- **TASK REQUIREMENTS**
Answer these questions using the article on Japan's military base in Djibouti below.
1. In what year did Japan set up its facility in Djibouti?
2. How many incidents involving suspected pirates were recorded in 2011?
3. To how many hectares was the plot alongside the Djibouti-Ambouli International Airport expanded?

START GIVEN TEXT

19 November 2018
by DEUTSCHE WELLE
When Japan set up a facility in Djibouti in 2009 with docks for warships, an airfield and the other infrastructure that an overseas military base requires to support troops on the ground, it had the very clearly defined task of supporting the international campaign against pirates operating out of Somalia.
In 2011, there were no fewer than 237 incidents involving suspected pirates. Thanks in large part to the international response, that figure fell to zero incidents in 2015 and a mere nine cases were reported in the whole of 2017.
Yet instead of declaring the Self-Defense Forces’ (SDF) mission accomplished, closing the Djibouti base and bringing the two Kawasaki P-1 patrol aircraft, a Japan Maritime Self-Defense Force destroyer and at least 180 ground troops back to Japan, Tokyo is expected to include in its new National Defense Program Guidelines plans to upgrade the facility.
The details of the enhanced base have yet to be released, the Asahi newspaper reported, but the original 12-hectare plot alongside the Djibouti-Ambouli International Airport was last year expanded to 15 hectares.
The aim, analysts suggest, is to give Japan more of a say in international security and peacekeeping operations, but also, acting in concert with like-minded nations, serve as a check on China’s increasingly expansionist agenda.

END GIVEN TEXT
START RECORDS SUPPLIED

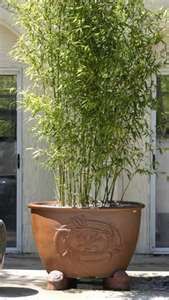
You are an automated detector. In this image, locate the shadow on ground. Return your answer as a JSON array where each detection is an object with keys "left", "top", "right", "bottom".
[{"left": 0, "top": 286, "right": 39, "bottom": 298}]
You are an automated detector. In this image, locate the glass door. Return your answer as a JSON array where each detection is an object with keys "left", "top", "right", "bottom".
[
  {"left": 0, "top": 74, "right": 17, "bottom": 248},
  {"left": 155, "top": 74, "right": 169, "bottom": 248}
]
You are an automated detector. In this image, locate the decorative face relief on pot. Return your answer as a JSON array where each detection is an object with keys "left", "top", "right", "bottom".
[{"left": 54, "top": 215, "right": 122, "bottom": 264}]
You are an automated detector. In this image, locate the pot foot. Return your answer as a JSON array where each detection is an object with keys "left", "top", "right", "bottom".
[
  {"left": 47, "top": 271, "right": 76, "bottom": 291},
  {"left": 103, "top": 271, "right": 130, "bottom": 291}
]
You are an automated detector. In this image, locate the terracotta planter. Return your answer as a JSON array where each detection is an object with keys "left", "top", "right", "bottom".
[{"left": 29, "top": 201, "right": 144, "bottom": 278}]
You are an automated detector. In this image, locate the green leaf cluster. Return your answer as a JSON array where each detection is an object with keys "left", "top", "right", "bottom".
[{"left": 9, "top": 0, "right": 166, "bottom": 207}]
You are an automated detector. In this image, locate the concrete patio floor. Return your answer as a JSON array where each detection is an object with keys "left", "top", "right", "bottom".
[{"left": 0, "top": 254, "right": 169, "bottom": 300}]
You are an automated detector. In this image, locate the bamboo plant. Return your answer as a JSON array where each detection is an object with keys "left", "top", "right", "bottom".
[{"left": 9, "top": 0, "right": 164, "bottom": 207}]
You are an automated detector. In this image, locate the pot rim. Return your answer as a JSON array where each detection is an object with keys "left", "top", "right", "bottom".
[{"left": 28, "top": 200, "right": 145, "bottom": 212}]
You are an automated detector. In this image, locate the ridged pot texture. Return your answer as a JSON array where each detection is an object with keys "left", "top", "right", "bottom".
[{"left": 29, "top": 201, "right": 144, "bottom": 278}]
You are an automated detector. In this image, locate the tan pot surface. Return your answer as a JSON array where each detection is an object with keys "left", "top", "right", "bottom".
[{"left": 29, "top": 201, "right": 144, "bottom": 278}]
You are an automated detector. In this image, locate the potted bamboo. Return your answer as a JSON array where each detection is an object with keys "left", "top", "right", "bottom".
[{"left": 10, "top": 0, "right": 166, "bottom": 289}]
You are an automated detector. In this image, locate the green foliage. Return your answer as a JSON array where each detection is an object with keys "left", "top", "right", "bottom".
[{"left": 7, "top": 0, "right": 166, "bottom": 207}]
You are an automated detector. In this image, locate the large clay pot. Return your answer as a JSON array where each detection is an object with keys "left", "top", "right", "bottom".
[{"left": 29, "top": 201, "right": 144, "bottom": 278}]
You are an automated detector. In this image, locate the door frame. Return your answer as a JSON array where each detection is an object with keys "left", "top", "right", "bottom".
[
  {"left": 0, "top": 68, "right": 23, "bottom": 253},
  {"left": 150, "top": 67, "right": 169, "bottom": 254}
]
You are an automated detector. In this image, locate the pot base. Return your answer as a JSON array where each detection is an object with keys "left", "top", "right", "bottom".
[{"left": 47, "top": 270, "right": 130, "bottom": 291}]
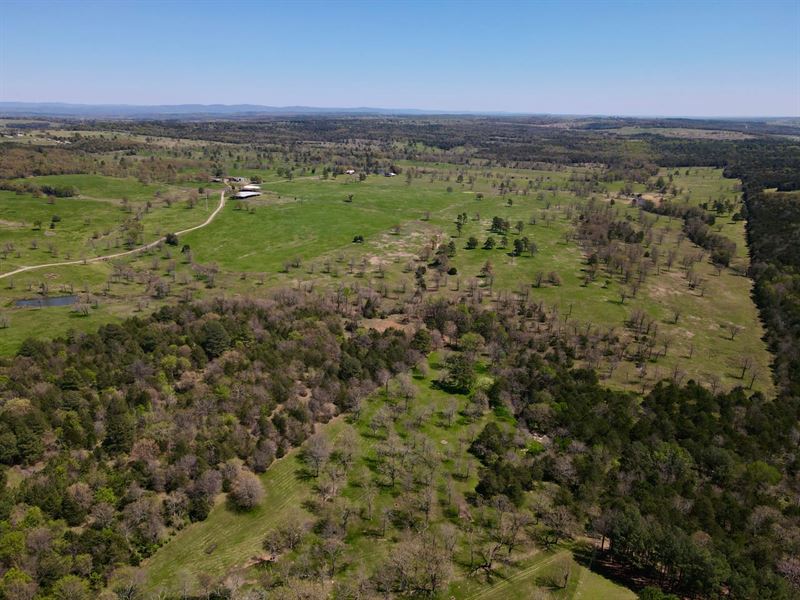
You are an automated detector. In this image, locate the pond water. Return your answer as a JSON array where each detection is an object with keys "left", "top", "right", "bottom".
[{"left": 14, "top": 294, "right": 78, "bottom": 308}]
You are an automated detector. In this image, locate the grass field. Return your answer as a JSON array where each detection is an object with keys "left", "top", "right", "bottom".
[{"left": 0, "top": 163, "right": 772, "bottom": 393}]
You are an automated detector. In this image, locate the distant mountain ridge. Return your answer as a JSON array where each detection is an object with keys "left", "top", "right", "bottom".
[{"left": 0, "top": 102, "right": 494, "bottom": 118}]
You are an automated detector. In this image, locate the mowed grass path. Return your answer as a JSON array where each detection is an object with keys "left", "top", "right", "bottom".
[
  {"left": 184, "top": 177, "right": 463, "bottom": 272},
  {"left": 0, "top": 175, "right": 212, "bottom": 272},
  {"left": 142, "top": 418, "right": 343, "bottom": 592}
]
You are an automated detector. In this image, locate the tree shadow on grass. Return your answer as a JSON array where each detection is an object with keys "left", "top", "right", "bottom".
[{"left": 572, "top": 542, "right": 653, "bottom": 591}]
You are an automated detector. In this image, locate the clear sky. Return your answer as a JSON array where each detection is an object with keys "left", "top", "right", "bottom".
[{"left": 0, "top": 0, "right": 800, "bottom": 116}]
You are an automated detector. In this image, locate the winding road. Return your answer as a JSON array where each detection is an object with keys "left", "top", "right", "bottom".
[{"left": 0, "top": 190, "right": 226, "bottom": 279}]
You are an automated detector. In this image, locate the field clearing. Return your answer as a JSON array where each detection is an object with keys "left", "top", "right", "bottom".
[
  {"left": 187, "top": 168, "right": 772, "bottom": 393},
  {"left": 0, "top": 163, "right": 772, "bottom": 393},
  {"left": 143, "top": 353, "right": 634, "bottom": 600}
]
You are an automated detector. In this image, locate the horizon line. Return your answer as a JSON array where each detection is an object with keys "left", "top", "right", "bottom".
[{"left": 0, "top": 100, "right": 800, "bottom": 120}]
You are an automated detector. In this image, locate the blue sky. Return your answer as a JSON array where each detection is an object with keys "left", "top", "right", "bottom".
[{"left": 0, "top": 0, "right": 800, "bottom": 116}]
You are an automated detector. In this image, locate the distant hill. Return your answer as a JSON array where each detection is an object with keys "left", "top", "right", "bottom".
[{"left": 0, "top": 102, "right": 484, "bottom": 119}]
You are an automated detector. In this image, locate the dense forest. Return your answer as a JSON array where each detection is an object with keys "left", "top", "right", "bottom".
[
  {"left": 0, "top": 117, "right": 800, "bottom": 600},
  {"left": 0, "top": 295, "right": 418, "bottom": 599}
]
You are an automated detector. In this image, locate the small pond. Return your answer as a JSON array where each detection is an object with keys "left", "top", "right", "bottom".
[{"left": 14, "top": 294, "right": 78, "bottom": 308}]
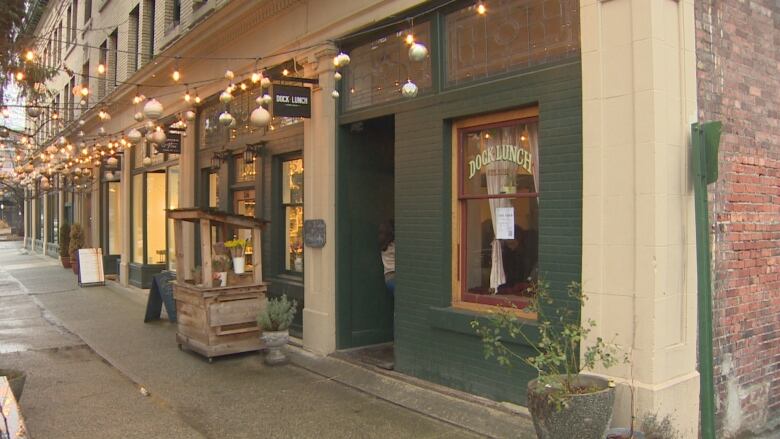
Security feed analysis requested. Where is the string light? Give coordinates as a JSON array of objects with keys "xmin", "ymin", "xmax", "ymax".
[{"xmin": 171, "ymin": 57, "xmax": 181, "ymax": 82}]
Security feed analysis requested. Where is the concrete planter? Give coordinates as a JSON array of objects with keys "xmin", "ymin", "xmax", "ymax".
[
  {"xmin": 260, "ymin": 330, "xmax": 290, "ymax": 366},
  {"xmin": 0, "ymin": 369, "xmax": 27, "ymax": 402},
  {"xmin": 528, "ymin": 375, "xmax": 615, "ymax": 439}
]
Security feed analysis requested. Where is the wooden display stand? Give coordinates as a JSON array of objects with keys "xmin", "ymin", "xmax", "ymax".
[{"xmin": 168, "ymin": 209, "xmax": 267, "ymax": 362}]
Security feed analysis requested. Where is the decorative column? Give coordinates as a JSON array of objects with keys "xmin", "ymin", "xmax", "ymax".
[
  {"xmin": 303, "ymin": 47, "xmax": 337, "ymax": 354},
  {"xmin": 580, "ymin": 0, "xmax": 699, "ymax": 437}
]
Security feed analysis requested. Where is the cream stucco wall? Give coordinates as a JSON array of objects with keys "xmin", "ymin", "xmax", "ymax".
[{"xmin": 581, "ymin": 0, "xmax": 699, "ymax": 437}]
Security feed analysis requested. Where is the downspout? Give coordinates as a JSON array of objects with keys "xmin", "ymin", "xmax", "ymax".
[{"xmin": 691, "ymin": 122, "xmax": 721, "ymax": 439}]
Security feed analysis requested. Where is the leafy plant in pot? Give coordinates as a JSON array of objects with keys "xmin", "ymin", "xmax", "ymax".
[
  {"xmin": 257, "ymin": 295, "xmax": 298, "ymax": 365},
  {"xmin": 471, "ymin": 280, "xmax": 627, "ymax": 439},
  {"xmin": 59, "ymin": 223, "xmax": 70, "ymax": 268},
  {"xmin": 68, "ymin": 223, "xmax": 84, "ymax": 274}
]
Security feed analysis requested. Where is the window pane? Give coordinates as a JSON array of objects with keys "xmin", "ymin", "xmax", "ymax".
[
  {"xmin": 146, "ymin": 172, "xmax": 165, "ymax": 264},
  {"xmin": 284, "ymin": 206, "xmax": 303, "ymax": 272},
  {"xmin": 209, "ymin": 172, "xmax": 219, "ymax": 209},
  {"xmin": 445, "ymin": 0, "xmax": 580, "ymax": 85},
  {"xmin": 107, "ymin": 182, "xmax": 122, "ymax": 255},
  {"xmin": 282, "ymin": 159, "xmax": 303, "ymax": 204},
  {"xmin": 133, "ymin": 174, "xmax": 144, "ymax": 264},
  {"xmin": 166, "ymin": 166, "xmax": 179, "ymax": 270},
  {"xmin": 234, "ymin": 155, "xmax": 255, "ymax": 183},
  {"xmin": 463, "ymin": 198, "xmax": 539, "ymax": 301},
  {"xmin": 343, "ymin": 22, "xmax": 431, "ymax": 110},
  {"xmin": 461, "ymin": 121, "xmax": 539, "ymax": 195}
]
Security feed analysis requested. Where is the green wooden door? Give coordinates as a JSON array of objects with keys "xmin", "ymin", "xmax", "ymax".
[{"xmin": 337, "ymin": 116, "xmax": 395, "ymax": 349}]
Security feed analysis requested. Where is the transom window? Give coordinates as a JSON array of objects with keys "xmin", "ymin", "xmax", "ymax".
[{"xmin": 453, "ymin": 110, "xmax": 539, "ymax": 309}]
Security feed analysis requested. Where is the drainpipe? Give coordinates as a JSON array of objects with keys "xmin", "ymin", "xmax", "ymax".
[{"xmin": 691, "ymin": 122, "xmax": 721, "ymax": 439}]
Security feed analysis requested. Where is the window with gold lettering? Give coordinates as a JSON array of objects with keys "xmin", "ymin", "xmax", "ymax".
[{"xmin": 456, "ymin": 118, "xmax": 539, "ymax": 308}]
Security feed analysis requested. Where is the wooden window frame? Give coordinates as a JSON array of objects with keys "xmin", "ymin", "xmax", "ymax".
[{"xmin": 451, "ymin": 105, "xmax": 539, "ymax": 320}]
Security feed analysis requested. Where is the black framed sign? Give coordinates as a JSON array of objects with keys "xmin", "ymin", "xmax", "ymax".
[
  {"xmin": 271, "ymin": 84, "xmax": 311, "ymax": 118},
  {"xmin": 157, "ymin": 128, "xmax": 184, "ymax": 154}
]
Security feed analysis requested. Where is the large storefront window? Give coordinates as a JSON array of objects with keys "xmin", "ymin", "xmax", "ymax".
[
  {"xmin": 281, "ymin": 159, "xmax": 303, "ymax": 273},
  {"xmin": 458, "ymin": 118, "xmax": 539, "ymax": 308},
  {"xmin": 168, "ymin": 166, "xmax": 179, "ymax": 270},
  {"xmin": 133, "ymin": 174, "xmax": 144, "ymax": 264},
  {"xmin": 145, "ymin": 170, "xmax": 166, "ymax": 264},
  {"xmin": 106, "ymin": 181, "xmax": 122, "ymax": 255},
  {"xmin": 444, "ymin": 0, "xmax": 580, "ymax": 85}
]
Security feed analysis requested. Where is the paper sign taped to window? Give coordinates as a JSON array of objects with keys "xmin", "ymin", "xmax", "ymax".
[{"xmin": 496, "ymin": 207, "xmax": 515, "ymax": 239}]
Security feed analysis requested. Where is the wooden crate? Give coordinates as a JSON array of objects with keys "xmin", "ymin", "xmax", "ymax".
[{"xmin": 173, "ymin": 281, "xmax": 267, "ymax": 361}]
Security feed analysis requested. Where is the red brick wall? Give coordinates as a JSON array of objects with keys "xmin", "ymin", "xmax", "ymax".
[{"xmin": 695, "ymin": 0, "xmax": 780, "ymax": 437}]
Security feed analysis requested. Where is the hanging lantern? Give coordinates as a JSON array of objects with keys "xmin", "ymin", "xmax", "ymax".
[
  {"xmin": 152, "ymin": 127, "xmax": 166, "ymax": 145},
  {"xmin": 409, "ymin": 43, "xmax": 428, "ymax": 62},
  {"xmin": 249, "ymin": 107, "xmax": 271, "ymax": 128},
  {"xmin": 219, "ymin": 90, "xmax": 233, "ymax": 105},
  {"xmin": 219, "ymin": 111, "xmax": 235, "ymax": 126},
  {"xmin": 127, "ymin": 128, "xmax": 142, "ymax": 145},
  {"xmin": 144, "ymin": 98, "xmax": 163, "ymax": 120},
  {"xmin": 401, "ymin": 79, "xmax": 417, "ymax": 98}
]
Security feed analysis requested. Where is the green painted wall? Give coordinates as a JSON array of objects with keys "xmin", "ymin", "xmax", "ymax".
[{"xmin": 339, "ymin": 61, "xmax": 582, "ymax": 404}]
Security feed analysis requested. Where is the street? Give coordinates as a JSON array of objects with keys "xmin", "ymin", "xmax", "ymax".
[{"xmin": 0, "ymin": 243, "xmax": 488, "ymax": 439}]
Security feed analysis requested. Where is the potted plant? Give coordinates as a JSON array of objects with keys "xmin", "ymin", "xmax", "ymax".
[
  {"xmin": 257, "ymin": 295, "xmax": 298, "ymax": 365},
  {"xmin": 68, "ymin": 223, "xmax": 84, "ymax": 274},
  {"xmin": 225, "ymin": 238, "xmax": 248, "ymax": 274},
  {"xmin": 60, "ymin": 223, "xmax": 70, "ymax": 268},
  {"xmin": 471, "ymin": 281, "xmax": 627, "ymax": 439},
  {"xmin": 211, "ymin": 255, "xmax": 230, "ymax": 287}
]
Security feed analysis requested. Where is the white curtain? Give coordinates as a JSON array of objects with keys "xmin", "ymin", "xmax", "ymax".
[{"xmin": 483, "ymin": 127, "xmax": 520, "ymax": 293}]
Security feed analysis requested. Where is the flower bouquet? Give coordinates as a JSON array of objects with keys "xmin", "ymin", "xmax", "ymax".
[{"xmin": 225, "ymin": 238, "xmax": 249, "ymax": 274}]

END RECORDS SUPPLIED

- **ANSWER TO THIS TASK**
1. 2009
2. 237
3. 15 hectares